### TASK INSTRUCTIONS
Can you output the records below exactly as they are written?

-- Opening Marker --

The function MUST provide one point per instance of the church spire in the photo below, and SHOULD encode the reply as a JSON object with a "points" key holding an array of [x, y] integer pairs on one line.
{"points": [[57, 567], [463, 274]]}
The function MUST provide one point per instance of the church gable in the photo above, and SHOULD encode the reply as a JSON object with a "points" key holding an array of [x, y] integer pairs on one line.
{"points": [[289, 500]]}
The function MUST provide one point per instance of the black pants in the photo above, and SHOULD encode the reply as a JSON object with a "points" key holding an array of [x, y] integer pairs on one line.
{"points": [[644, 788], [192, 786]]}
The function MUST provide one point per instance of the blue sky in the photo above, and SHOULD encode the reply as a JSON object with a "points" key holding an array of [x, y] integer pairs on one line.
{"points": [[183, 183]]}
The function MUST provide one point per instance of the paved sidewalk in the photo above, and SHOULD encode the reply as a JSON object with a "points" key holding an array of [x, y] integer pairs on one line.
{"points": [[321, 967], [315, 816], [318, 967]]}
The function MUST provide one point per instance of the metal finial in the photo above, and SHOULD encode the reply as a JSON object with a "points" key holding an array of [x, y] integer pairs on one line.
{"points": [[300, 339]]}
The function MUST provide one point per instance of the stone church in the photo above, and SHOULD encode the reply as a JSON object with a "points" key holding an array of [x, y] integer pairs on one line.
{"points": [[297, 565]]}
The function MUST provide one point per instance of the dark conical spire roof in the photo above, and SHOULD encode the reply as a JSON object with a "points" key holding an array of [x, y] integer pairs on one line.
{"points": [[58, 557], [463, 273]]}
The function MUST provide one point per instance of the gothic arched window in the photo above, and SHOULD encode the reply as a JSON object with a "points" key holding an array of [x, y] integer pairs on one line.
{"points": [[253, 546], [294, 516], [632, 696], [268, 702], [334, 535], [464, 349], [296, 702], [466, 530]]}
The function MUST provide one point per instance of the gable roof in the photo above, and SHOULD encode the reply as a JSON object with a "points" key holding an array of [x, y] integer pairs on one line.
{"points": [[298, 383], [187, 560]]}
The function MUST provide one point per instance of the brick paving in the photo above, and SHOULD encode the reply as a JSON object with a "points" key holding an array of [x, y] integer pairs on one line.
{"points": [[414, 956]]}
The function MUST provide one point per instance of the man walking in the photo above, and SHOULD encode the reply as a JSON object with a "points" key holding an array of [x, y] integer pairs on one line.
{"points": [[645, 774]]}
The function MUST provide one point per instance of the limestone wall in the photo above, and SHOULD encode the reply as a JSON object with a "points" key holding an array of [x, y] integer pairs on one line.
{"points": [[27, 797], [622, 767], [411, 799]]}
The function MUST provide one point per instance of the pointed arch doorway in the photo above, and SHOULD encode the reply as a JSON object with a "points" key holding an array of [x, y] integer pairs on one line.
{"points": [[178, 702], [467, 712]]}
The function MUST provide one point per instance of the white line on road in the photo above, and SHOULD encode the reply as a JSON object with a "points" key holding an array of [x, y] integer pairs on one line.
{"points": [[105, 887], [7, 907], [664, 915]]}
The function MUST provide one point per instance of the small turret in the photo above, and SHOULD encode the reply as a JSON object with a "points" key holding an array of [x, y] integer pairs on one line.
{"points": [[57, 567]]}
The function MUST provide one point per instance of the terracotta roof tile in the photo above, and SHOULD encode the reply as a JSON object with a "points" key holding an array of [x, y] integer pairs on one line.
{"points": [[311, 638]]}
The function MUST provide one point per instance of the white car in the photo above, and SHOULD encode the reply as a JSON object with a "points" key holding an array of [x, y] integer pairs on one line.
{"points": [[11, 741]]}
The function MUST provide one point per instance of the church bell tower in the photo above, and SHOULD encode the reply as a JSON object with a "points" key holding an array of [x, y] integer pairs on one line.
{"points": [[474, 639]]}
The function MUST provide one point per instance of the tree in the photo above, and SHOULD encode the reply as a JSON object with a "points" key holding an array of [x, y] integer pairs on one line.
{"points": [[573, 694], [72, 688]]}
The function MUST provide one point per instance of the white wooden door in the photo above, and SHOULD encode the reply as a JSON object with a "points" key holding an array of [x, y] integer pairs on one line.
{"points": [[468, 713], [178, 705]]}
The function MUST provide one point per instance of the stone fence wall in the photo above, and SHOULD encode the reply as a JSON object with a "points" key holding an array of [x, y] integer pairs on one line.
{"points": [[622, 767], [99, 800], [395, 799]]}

-- Closing Marker --

### EXERCISE OUTPUT
The function MUST provide one point per instance of the church spire in the photo below, and SHOULD encode the reply as a JSON object with a "points" key holding an array of [x, y] integer pairs on one line.
{"points": [[57, 567], [463, 274]]}
The function MUST provide one point per instance of the church gable in the photo above, and SHOULD encode the reply as a JSON object with a "points" key holding an array of [x, y] integer pairs on one line.
{"points": [[289, 500]]}
The function MUST provide one point per instance of the black pants in the photo above, and SHOULD encode the reply as a JSON object with a "points" key holding an array of [x, y] integer pairs on one line.
{"points": [[644, 788], [192, 786]]}
The function MUST provide one point per instance of the blue sky in the photo above, and SHOULD encode the reply as a JSON object with a "points" key holding an array of [x, y] integer pairs on one line.
{"points": [[183, 183]]}
The function MUST provide one point per instance of the paved sidewalk in the photo above, and SHOULD encode the reply as a JSON object with a "points" key holding an array of [x, y] integer pairs on one line.
{"points": [[321, 967], [315, 816], [318, 967]]}
The function MUST provide one point per instance of the metal finial in the photo above, and SHOULD encode the reply as a JSON object with a "points" key holding an array of [x, y] integer pairs on one line.
{"points": [[300, 339]]}
The function MUST provide one point per instance of the stone church in the photo above, and SHOULD encode the reply as a JSON object with a "points" key holding an array of [x, y] integer pairs on one line.
{"points": [[297, 565]]}
The function MUST provide one point per instance of the dark conical spire roof in the photo above, and SHOULD encode the reply as a JSON object with a "points" key holding an array of [x, y] integer pairs on one line.
{"points": [[58, 557], [463, 273]]}
The function MUST provide one point per instance of the gothic arched window in the photo above, and SHOULD encode the reply as a JSON object with a "points" key holding an array of [x, y] integer pairs on one line.
{"points": [[253, 546], [294, 516], [632, 696], [268, 702], [334, 535], [464, 349], [296, 702], [466, 530]]}
The function MUST provide one point per instance of the gable roof in the photo above, and SHOULD encode the reply as a JSON object with a "points" key holding an array of [x, y] integer pairs on one line.
{"points": [[298, 383], [187, 560]]}
The function MUST provide one point per instance of the brick paving in the photo above, and SHOULD encode the reply as a JSON object with a "points" key holding an array of [x, y] integer pairs on one line.
{"points": [[414, 956]]}
The function MUST provide one point per instance of the man walking in the photo above, and SHOULD encode the reply as a JSON object with a "points" key holding an array of [x, y] integer pairs on one line.
{"points": [[645, 774]]}
The function MUST provide one point per instance of the limestone wall in the photo above, and SHOULD encode the reply as a JSON object with a "points" key holding an array of [x, y] integer pairs on one line.
{"points": [[27, 797], [622, 767], [411, 799]]}
The function MUST provide one point per instance of the pointed arch doorway in the photo above, and SHOULD encode the reply as a JSON object with a "points" key holding an array of [x, y] integer pairs on one line.
{"points": [[178, 702], [467, 712]]}
The function MUST provide one point per instance of the white line on road in the photo above, and SHOULD encode the reply as a JSON object with a "points" key holding an array of [x, y] integer pairs on one line.
{"points": [[105, 887], [7, 907], [664, 915]]}
The function MUST provide one point per instance of the small turret in the photo above, and SHOULD encode the reply as a JSON object with a "points" key holding an array of [x, y] integer pairs on one line.
{"points": [[57, 567]]}
The function MUST provide one point per instance of the terracotta roof tile in the photo above, and SHOULD encode the reply as a JSON object with a "points" key holding an array of [x, y] integer pairs on one line.
{"points": [[311, 638]]}
The function MUST provide one point per instance of the white car in the photo above, and SHOULD encode the reply as a JSON object with a "points" key holding an array of [x, y] integer pairs on one line.
{"points": [[11, 741]]}
The function MUST provide one point per instance of the church bell tower in the photo above, and SHOULD encode the reply as a JSON object with a "points" key holding an array of [x, y] integer pairs on one line.
{"points": [[474, 639]]}
The function MUST provide one point per instance of the tree in the photo above, and SHOULD encode the reply as a JSON object with a "points" key holding an array of [x, y] integer pairs on one line.
{"points": [[573, 694], [72, 688]]}
The function MUST provide one point per instance of the white wooden door in the photo above, and SHOULD encode the reply as a JSON object with a "points" key holding an array of [x, y] integer pairs on one line.
{"points": [[468, 713], [178, 705]]}
The function MUST provide one point per instance of the stone fence wall in the photo above, and SHOULD encode the reply as a JSON object with a "points" key holding an array of [x, y] integer pairs on one line.
{"points": [[622, 767], [99, 800], [395, 799]]}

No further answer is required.